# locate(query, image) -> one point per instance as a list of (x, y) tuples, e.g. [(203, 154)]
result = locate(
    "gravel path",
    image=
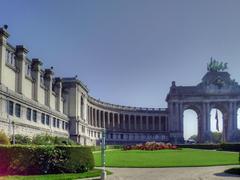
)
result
[(188, 173)]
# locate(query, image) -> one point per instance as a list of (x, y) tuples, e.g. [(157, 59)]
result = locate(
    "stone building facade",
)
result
[(34, 101)]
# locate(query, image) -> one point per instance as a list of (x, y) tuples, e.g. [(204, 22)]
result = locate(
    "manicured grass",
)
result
[(93, 173), (233, 171), (167, 158)]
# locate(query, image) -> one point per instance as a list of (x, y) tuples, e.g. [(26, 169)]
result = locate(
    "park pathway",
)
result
[(185, 173)]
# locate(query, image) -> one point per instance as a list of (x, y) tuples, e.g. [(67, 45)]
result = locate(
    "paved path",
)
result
[(189, 173)]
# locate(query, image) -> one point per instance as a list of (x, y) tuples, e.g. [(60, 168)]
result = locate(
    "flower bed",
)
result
[(150, 146)]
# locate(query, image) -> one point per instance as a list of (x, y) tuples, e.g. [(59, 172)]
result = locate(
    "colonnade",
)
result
[(203, 109), (127, 121)]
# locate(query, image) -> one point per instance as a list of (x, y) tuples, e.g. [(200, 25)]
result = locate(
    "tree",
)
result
[(193, 137), (216, 137), (3, 138)]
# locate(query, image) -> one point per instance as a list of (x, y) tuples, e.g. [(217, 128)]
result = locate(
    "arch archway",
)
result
[(190, 124), (216, 125)]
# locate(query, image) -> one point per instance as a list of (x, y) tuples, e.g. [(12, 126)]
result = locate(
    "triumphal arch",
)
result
[(217, 90)]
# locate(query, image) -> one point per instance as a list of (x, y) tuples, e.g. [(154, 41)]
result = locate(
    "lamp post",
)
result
[(103, 155), (13, 127)]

WHAT TO PRODUCE —
Reproduce every line in the data that has the word "query" in it.

ANSWER —
# locate(query, image) -> one point per instance as a list of (x, y) tuples, e.g. [(203, 154)]
# locate(query, image) -> one point per instance as a list of (x, y) tuples, e.g. [(157, 59)]
# locate(query, image) -> one point per instance as a list of (x, y) tuples, e.g. [(204, 22)]
# locate(query, image) -> one point per instance as a list of (x, y) tuples, e.g. [(26, 169)]
# locate(query, image) -> one point per instance as a list of (x, y) tuples, e.g. [(67, 45)]
# locate(query, image) -> one point per instance as a list of (x, y) tuples, e.g. [(60, 168)]
# locate(query, image) -> one point per instance as a list of (x, y) tuples, e.g. [(59, 172)]
# locate(query, image) -> one point per instance as a list of (x, y) tuples, e.g. [(200, 25)]
# locate(query, image) -> one point per instance as a list of (x, y) tuples, e.g. [(217, 128)]
# locate(query, image) -> one point per instance as a list of (x, y) tuples, e.g. [(12, 126)]
# locate(query, image) -> one point per instance as a list of (x, y) tuples, e.g. [(154, 41)]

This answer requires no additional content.